Task goal –
Below are the entries to work from; restate word for word the portion that opens with the line containing "Put a point on the awning, one per instance." and closes with the line containing "Put a point on the person standing, one", keeping both.

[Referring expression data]
■ ■ ■
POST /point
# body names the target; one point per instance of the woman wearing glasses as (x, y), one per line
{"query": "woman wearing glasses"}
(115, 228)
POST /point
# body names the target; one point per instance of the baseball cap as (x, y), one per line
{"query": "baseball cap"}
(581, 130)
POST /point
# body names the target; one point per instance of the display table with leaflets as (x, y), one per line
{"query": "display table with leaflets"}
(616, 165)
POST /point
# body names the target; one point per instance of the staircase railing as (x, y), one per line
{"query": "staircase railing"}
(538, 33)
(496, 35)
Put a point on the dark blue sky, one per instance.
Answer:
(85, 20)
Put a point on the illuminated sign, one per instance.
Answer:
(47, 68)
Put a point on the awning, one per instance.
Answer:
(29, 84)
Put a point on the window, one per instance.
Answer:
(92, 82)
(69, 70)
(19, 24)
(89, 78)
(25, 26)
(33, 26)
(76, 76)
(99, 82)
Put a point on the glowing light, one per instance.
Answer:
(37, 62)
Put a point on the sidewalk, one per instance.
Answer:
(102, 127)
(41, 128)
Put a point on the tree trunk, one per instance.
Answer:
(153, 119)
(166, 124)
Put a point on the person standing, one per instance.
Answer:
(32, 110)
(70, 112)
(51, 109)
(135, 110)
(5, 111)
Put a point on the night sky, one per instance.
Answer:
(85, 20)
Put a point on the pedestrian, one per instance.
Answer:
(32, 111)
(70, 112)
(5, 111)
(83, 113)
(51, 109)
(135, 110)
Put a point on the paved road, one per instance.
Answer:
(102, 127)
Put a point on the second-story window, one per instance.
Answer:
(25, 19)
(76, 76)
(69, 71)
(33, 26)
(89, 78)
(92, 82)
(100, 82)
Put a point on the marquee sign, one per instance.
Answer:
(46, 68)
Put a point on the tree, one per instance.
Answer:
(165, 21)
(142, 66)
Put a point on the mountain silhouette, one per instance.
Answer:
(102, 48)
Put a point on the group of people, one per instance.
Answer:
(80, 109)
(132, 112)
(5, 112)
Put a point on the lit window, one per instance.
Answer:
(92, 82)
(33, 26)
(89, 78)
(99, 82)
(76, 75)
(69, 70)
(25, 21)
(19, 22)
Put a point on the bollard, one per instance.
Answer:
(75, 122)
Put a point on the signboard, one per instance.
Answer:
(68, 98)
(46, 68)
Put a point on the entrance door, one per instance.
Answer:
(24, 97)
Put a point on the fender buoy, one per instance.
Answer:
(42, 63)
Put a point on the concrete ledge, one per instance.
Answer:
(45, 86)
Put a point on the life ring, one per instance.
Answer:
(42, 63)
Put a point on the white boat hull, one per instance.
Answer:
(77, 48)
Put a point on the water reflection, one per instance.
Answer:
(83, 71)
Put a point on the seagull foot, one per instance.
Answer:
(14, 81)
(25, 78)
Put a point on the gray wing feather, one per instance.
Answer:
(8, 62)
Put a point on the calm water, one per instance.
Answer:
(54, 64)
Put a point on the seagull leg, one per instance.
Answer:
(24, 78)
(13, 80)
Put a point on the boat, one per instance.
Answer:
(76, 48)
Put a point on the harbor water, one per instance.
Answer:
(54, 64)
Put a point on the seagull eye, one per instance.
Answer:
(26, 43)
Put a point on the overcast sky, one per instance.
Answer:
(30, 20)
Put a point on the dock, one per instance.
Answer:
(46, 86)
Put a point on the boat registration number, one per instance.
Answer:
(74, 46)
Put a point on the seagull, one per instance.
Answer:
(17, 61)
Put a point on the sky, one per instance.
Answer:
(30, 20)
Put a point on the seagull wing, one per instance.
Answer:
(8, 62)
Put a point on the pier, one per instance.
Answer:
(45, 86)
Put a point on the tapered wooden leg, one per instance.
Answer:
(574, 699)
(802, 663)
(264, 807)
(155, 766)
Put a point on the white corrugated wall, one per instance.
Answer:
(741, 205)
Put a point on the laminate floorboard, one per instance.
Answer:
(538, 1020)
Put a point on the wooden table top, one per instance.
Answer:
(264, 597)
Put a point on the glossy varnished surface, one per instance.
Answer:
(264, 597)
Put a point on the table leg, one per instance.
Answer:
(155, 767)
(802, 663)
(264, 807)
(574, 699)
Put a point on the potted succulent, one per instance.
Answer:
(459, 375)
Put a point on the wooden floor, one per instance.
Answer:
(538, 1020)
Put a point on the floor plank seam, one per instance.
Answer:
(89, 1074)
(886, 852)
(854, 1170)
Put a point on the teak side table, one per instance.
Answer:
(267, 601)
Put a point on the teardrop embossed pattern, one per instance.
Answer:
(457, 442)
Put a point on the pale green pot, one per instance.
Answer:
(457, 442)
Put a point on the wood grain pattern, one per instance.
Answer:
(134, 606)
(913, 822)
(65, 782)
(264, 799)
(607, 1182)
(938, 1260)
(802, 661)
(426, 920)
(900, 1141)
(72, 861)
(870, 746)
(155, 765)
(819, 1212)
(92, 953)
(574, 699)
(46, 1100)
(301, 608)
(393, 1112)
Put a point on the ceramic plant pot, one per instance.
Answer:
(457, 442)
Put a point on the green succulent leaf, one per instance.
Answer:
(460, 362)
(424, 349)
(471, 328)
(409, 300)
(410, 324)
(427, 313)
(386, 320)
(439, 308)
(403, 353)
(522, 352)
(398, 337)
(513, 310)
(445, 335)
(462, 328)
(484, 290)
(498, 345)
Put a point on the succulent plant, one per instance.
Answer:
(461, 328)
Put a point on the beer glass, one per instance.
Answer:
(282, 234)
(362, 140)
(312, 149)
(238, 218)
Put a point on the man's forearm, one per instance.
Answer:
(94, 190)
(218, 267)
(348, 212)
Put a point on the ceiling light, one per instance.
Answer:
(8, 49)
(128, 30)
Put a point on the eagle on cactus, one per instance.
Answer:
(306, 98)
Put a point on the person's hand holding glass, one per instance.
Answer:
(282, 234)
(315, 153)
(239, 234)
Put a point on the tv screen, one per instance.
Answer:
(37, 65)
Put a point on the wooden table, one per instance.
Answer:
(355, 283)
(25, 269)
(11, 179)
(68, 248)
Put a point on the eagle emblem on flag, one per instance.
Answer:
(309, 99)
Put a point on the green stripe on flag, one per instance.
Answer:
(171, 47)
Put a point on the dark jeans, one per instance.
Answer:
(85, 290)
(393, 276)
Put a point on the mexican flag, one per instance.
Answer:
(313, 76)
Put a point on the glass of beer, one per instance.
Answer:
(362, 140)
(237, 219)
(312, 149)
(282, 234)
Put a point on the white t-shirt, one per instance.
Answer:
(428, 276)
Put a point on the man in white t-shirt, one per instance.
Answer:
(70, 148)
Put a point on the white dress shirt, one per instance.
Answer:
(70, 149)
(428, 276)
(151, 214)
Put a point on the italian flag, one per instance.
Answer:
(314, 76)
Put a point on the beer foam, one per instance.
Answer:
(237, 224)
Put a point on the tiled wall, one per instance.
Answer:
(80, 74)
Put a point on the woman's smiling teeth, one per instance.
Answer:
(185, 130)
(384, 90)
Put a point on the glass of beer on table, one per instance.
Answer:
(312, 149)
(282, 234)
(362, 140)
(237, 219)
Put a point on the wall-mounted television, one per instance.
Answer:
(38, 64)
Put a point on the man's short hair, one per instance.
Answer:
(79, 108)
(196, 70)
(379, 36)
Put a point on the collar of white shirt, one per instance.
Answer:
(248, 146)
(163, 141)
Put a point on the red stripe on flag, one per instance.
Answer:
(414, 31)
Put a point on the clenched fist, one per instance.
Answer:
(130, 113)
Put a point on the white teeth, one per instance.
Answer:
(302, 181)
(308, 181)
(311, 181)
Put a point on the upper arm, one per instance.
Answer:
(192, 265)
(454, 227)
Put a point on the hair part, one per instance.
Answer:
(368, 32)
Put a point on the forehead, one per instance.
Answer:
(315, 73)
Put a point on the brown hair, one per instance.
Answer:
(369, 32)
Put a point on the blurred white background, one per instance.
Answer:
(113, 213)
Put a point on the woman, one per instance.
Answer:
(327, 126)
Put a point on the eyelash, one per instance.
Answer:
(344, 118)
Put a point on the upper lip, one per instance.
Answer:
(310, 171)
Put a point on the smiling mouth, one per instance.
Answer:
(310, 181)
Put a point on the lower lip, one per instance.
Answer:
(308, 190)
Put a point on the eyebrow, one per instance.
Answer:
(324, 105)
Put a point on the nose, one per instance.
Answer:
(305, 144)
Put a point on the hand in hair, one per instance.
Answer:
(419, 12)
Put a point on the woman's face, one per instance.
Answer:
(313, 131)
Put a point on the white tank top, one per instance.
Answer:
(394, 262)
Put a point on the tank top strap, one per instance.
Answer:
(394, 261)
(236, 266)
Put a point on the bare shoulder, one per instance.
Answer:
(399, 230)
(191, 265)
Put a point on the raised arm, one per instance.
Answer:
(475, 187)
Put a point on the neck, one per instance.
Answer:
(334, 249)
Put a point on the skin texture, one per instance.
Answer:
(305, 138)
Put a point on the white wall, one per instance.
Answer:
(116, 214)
■ ■ ■
Answer for the task –
Put a point on the awning, one per instance.
Answer:
(29, 84)
Put a point on the window, one per instance.
Answer:
(92, 82)
(69, 70)
(19, 24)
(89, 78)
(25, 26)
(33, 26)
(76, 76)
(99, 82)
Put a point on the glowing light, one per instance.
Answer:
(37, 62)
Put a point on the sidewalk, one per instance.
Answer:
(102, 127)
(41, 128)
Put a point on the tree trunk, one per instance.
Answer:
(153, 119)
(166, 124)
Put a point on the person standing, one per instance.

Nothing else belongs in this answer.